* Your instructions *
Give every line of the rows below as a Markdown table with the columns "No." and "Line", numbering each line and leaving out blank lines.

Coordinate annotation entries

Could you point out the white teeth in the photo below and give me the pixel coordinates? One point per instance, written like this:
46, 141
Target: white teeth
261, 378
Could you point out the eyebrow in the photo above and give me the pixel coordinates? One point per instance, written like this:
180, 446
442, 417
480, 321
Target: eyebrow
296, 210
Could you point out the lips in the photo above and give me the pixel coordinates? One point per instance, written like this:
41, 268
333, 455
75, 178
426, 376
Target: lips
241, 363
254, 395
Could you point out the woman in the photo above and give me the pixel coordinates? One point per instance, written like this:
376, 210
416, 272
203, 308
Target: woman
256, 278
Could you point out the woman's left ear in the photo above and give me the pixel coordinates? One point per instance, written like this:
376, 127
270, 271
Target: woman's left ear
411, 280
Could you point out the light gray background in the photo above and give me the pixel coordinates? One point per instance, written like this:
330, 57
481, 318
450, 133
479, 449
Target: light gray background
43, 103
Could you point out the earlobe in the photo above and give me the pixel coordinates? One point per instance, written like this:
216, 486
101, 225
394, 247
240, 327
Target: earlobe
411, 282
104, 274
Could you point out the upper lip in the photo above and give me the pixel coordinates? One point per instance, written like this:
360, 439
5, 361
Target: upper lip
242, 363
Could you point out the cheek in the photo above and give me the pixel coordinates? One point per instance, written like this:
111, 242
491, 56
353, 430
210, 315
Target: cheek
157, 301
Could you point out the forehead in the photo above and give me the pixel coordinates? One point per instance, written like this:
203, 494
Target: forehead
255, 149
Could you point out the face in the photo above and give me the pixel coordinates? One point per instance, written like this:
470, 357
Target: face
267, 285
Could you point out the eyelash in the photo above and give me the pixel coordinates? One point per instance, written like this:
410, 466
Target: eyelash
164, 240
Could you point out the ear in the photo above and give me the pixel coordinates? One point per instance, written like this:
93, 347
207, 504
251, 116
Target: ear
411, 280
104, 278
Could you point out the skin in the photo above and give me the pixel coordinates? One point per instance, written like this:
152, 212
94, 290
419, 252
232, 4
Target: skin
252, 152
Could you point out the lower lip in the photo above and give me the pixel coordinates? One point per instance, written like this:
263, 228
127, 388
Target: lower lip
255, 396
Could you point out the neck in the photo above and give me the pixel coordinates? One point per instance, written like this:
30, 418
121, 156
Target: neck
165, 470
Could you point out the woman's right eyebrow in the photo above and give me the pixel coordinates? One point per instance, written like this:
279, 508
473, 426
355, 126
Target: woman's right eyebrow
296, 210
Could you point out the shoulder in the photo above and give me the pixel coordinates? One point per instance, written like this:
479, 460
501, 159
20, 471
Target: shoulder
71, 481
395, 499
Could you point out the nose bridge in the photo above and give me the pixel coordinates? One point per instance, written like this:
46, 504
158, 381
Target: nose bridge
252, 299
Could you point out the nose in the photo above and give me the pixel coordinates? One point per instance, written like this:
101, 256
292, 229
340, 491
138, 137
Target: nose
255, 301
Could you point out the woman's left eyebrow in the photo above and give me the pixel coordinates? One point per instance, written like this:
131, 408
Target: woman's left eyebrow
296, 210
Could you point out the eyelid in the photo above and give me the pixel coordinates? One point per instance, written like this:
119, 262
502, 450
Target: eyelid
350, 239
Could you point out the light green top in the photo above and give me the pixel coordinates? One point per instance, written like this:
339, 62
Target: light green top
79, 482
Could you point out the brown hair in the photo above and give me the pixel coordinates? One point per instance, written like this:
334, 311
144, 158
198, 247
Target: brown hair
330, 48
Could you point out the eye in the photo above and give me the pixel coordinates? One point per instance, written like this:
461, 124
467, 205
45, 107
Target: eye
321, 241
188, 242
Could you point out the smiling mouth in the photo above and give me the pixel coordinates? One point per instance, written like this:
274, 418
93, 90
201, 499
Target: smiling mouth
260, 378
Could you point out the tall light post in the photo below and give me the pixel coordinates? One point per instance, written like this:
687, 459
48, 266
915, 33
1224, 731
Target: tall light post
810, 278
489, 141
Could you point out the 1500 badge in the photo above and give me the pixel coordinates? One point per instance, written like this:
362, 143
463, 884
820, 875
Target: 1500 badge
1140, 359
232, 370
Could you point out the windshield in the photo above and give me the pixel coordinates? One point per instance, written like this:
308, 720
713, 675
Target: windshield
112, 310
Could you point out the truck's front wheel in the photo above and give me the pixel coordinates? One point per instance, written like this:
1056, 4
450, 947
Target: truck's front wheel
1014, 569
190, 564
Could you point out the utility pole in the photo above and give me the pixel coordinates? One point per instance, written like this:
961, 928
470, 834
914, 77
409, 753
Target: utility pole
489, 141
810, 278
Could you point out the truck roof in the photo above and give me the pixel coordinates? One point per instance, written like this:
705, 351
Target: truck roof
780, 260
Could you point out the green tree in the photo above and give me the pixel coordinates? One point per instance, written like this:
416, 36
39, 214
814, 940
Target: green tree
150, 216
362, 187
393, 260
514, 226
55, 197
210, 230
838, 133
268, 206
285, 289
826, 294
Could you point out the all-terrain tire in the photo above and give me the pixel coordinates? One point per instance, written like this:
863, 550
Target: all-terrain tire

* Answer *
| No. | Line |
|---|---|
| 1 | Could you point out the white teeth in the photo below and give me the pixel coordinates? One point per instance, written like this: |
| 2 | 46, 141 |
| 3 | Target: white teeth |
| 4 | 261, 378 |
| 5 | Could you point out the eyebrow in the photo above and give me the pixel coordinates? One point per instance, written like this: |
| 6 | 180, 446 |
| 7 | 442, 417 |
| 8 | 480, 321 |
| 9 | Target: eyebrow |
| 10 | 296, 210 |
| 11 | Could you point out the lips in the photo above and give me the pixel coordinates? One point per instance, written like this: |
| 12 | 41, 268 |
| 13 | 333, 455 |
| 14 | 75, 178 |
| 15 | 426, 376 |
| 16 | Target: lips |
| 17 | 241, 363 |
| 18 | 254, 395 |
| 19 | Could you point out the woman in the photo above and give me the pixel coordinates? One point per instance, written like this: |
| 20 | 376, 210 |
| 21 | 416, 272 |
| 22 | 203, 308 |
| 23 | Target: woman |
| 24 | 256, 278 |
| 25 | Could you point out the woman's left ear in the photo above and give me the pixel coordinates? One point per instance, written like this: |
| 26 | 376, 127 |
| 27 | 270, 271 |
| 28 | Target: woman's left ear |
| 29 | 411, 280 |
| 30 | Could you point out the light gray background in the photo above and give me the pixel coordinates? One point per instance, written like this: |
| 31 | 330, 57 |
| 32 | 481, 318 |
| 33 | 450, 133 |
| 34 | 479, 449 |
| 35 | Target: light gray background |
| 36 | 43, 103 |
| 37 | Could you point out the earlobe in the photo above and give me the pixel coordinates? One point per instance, written like this: |
| 38 | 216, 486 |
| 39 | 101, 225 |
| 40 | 394, 247 |
| 41 | 240, 327 |
| 42 | Target: earlobe |
| 43 | 411, 282 |
| 44 | 104, 274 |
| 45 | Could you point out the upper lip in the photo above and give me the pixel coordinates? One point per instance, written like this: |
| 46 | 360, 439 |
| 47 | 5, 361 |
| 48 | Target: upper lip |
| 49 | 242, 363 |
| 50 | Could you point out the cheek in the photo above and give me the pixel coordinates? One point per instance, written like this: |
| 51 | 111, 242 |
| 52 | 491, 56 |
| 53 | 353, 430 |
| 54 | 210, 315 |
| 55 | Target: cheek |
| 56 | 157, 301 |
| 57 | Could you point out the forehead in the photo above and give me the pixel coordinates? One point per instance, written like this: |
| 58 | 203, 494 |
| 59 | Target: forehead |
| 60 | 255, 149 |
| 61 | Could you point out the face in the photo above and give me the pixel coordinates? One point per instance, written like this: |
| 62 | 470, 357 |
| 63 | Target: face |
| 64 | 267, 285 |
| 65 | Could you point out the eyelash in the photo above and give me the pixel coordinates? One point per instance, written like this: |
| 66 | 410, 466 |
| 67 | Target: eyelash |
| 68 | 164, 240 |
| 69 | Could you point out the ear in the photo above and give me the pixel coordinates? One point per instance, written like this: |
| 70 | 93, 347 |
| 71 | 207, 504 |
| 72 | 251, 116 |
| 73 | Target: ear |
| 74 | 411, 280 |
| 75 | 104, 278 |
| 76 | Could you point out the skin in the photo above and give me the pixel coordinates? One point per instance, written like this: |
| 77 | 152, 212 |
| 78 | 94, 290 |
| 79 | 419, 252 |
| 80 | 232, 4 |
| 81 | Target: skin |
| 82 | 252, 152 |
| 83 | Could you point out the lower lip in the photo above and give me the pixel coordinates? One point per instance, written like this: |
| 84 | 263, 228 |
| 85 | 127, 388 |
| 86 | Target: lower lip |
| 87 | 255, 396 |
| 88 | Could you point out the neck in the photo above and give me the pixel coordinates? One point per instance, written like this: |
| 89 | 30, 418 |
| 90 | 121, 156 |
| 91 | Target: neck |
| 92 | 165, 470 |
| 93 | Could you point out the woman's right eyebrow in the photo above and give me the pixel coordinates? One point per instance, written like this: |
| 94 | 279, 508 |
| 95 | 473, 426 |
| 96 | 355, 126 |
| 97 | Target: woman's right eyebrow |
| 98 | 296, 210 |
| 99 | Could you point out the shoulder in the photo above and give me the pixel coordinates? One point per instance, written like this: |
| 100 | 479, 460 |
| 101 | 501, 159 |
| 102 | 20, 471 |
| 103 | Target: shoulder |
| 104 | 71, 481 |
| 105 | 395, 499 |
| 106 | Could you point out the nose bridge in the photo above and give me the pixel coordinates? One point per instance, written like this: |
| 107 | 46, 504 |
| 108 | 158, 381 |
| 109 | Target: nose bridge |
| 110 | 252, 299 |
| 111 | Could you point out the nose in the photo above and give me the pixel coordinates? One point per instance, written like this: |
| 112 | 101, 256 |
| 113 | 292, 229 |
| 114 | 340, 491 |
| 115 | 138, 137 |
| 116 | Target: nose |
| 117 | 255, 301 |
| 118 | Could you point out the woman's left eyebrow in the photo above and give me the pixel coordinates? One point per instance, written like this: |
| 119 | 131, 408 |
| 120 | Target: woman's left eyebrow |
| 121 | 296, 210 |
| 122 | Could you point out the eyelid in the photo above and give me the pixel coordinates? One point per instance, written like this: |
| 123 | 119, 262 |
| 124 | 502, 450 |
| 125 | Target: eyelid |
| 126 | 350, 239 |
| 127 | Could you point out the light green top in the photo above and give me the pixel coordinates? One point per instance, written like this: |
| 128 | 339, 62 |
| 129 | Target: light green top |
| 130 | 79, 482 |
| 131 | Could you point out the brown hair in the photo above and give me the pixel coordinates? One point per instance, written like this: |
| 132 | 334, 311 |
| 133 | 144, 158 |
| 134 | 198, 247 |
| 135 | Target: brown hair |
| 136 | 330, 48 |
| 137 | Could you point out the eye in the photo above and give me the pixel coordinates? One point per instance, written like this: |
| 138 | 461, 124 |
| 139 | 467, 205 |
| 140 | 45, 107 |
| 141 | Target: eye |
| 142 | 321, 241 |
| 143 | 188, 242 |
| 144 | Could you point out the smiling mouth in the photo above and give me the pixel coordinates? One point per instance, written like this: |
| 145 | 274, 418 |
| 146 | 93, 90 |
| 147 | 201, 499 |
| 148 | Target: smiling mouth |
| 149 | 260, 378 |
| 150 | Could you point out the tall light post in the photo below and give me the pixel coordinates? One point per instance, written like this: |
| 151 | 687, 459 |
| 152 | 48, 266 |
| 153 | 915, 33 |
| 154 | 1224, 731 |
| 155 | Target: tall light post |
| 156 | 810, 278 |
| 157 | 489, 141 |
| 158 | Could you point out the 1500 badge in the photo above and give me the pixel coordinates? One point per instance, written like this: |
| 159 | 362, 143 |
| 160 | 463, 884 |
| 161 | 820, 875 |
| 162 | Target: 1500 badge |
| 163 | 1140, 359 |
| 164 | 232, 370 |
| 165 | Could you point out the windshield in the photo above and give me the pixel coordinates? One point per instance, written like this: |
| 166 | 308, 720 |
| 167 | 713, 675 |
| 168 | Target: windshield |
| 169 | 112, 310 |
| 170 | Could you point out the truck's front wheel in the photo above and give me the pixel coordinates? One point per instance, written like this: |
| 171 | 1056, 4 |
| 172 | 450, 947 |
| 173 | Target: truck's front wheel |
| 174 | 1014, 569 |
| 175 | 190, 564 |
| 176 | Could you point out the utility pole in the photo above and give me the pixel coordinates? One point per instance, written like this: |
| 177 | 961, 928 |
| 178 | 470, 834 |
| 179 | 914, 77 |
| 180 | 409, 753 |
| 181 | Target: utility pole |
| 182 | 489, 141 |
| 183 | 810, 278 |
| 184 | Could you point out the truck roof in the photo above and give me the pixel coordinates? One point per instance, written like this: |
| 185 | 705, 351 |
| 186 | Target: truck roof |
| 187 | 780, 260 |
| 188 | Could you point out the green tree in the photo above and give me the pixel coordinates? One point per instance, written like this: |
| 189 | 416, 36 |
| 190 | 39, 214 |
| 191 | 814, 940 |
| 192 | Target: green tree |
| 193 | 150, 216 |
| 194 | 362, 187 |
| 195 | 393, 260 |
| 196 | 514, 226 |
| 197 | 55, 197 |
| 198 | 210, 230 |
| 199 | 838, 133 |
| 200 | 268, 206 |
| 201 | 285, 289 |
| 202 | 826, 294 |
| 203 | Could you point out the all-terrain tire in the photo above and give me the pixel coordinates? One point per instance, written like this: |
| 204 | 863, 550 |
| 205 | Target: all-terrain tire |